* [Goal 1] Decide whether each statement below agrees with the paradiplomacy text, answering yes or no and quoting the deciding words: (a) The AKP lost Istanbul and Ankara to the CHP in the 2019 local elections. (b) The text says İmamoğlu's role in paradiplomacy comes only from his skill as a leader. (c) The AKP's first national elections were held in 2004.
* [Goal 2] Extend the paradiplomacy text that follows, picking up after its final sentence.

-- START Document text --

Paradiplomacy involves multi-level actors in global politics and allows for local governance even within strict unitary state borders. These borders are sharper when regional or sub-national entities diverge from the central government’s policy position. Moreover, political constraints can be intimidation tactics, with authoritarian measures tightening control over municipal autonomy. Therefore, sub-national entities may adopt various strategies to bypass these limitations. Paradiplomacy could become a way out. Sub-national actors may take paradiplomacy as an outlet to counter political pressure and push back against central government authoritarianism. The opportunities created through paradiplomacy also bring local leaders to the forefront of foreign policy. Post-2019 Turkey stands as a benchmark for analysing this issue.

It would not be wrong to describe paradiplomacy as the lifeline of some local governments not aligned with Turkey’s ruling party after the 2019 local elections. Let us look at the background of the situation. AKP’s leading position in national and local governments since its first elections (2003 national, 2004 local) was shaken by the loss of metropolitan municipalities such as Istanbul and Ankara to the main opposition CHP in the 2019 local elections. Since then, a competitive-disharmony phase has opened between the CHP municipalities and the AKP government. In a pattern of competitive-disharmony, local leaders turn foreign relations into a political performance on stage. By strategically communicating and leveraging foreign ties for political gain, sub-national entities can demonstrate their ability to fulfill the needs of both domestic constituents and international partners, thereby positioning themselves to compete with the central government effectively.

The most notable politician in this respect has been Ekrem Imamoglu, the Mayor of Istanbul. This is not only because İmamoğlu is a skilful leader. In the absence of the backing of the national government to run a Megapolis like Istanbul, he has had to pursue other possibilities, making him the actor of paradiplomacy. Disharmony naturally emerges in these relationships, driven by state officials viewing sub-national authorities as existential threats. In centralized and authoritarian contexts, paradiplomacy within competitive-disharmony emerges in two critical areas of foreign policymaking: economic and political. Local leaders build reputations by overcoming these constraints while forging their path through diplomacy. In a sense, they endeavour to become actors in the game to avoid appearing as mere recipients of international actors. By doing so, they become the legitimate, albeit unofficial, government representative in the vacant areas.

-- END Document text --
-- START Given material --

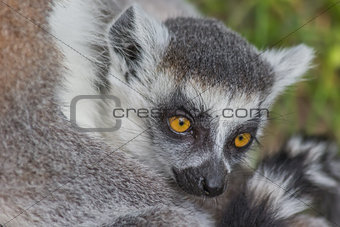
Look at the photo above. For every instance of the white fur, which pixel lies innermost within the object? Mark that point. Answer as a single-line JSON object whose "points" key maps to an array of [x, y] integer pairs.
{"points": [[282, 202], [289, 64]]}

-- END Given material --

* [Right answer 1]
(a) Yes: "was shaken by the loss of metropolitan municipalities such as Istanbul and Ankara to the main opposition CHP in the 2019 local elections"
(b) No: "This is not only because İmamoğlu is a skilful leader."
(c) No: "(2003 national, 2004 local)"

* [Right answer 2]
The most recent example of this occurred last summer. President Erdoğan’s decision not to attend the 2024 Paris Olympics provided a diplomatic opening for İmamoğlu, who has consistently expressed his desire to host international events like the Summer Olympics. Riding the momentum of his victory in the March 2024 local elections, İmamoğlu travelled to Paris with nearly all CHP district mayors, supporting the national athletes and carving out a new space for diplomacy as he sets his sights on bringing the 2036 Olympics to Istanbul. Imamoğlu’s intention and diplomatic endeavours are also physically present in Paris under the name ‘İstanbul House.’ ‘İstanbul House’ was founded to showcase Istanbul’s sporting and cultural heritage and share the city’s future vision with the world. İmamoğlu’s high-profile involvement in the Paris Olympics and the opening of ‘Istanbul House’ was criticized as a ‘wasteful’ effort by people in Turkey who have struggled with the current economic crisis, yet from a diplomatic perspective, it was another step in the paradiplomacy he has been pursuing in since 2019.

Since the beginning of İmamoğlu’s tenure, instances such as the example of Paris have been evident. Economically, his first term has been marked by a persistent pursuit of external funding, with a focus on leveraging foreign sources such as Deutsche Bank and the French Development Agency. This strategy was designed to bypass the obstacles imposed by domestic funding authorities. Politically, İmamoğlu has also tested the limits of competition with the central government. In a highly unprecedented move in Turkish political history, he appeared as a guest speaker at the 2022 Munich Security Conference, where he outlined an agenda that directly challenged the government’s official foreign policy stance. His speech highlighted the growing democratic regression both domestically and globally, transforming his address into a cautionary narrative for those in attendance.

Although İmamoğlu still has four years remaining as Istanbul’s mayor, experts widely agree that his ambitions extend far beyond his current position. These aspirations are clearly reflected in his approach to paradiplomacy. While the volatility of Turkish politics leaves little room for certainty, one expectation remains clear: the longstanding tension between Erdoğan’s increasingly centralized government and İmamoğlu’s municipality is unlikely to dissipate. Considering the ambitious goals of both parties—one driven by a quest for power, the other by an insatiable pursuit of total hegemony—it is reasonable to expect that competition between the two will persist over the coming half-decade.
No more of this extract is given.